### Exercise directions
What you produce should be every line from the data that includes "written".

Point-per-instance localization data
========

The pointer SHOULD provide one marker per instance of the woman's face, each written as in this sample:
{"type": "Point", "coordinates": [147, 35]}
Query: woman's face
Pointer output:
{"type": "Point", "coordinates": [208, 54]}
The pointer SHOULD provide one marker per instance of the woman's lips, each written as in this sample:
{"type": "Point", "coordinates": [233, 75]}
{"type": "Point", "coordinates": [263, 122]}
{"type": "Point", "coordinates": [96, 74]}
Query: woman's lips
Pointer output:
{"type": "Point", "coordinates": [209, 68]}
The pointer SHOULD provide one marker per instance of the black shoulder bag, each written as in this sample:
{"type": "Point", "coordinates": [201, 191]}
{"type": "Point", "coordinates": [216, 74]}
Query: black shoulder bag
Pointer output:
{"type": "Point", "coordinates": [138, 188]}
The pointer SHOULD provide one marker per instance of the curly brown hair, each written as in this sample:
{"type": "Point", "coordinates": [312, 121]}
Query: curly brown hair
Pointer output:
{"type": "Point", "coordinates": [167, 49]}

========

### Output of the exercise
The pointer SHOULD provide one marker per instance of the woman's face, each written as in this sample:
The pointer SHOULD provide one marker per instance of the woman's lips, each written as in this sample:
The pointer SHOULD provide one marker per instance of the black shoulder bag, each written as in this sample:
The pointer SHOULD provide one marker per instance of the curly brown hair, each written as in this sample:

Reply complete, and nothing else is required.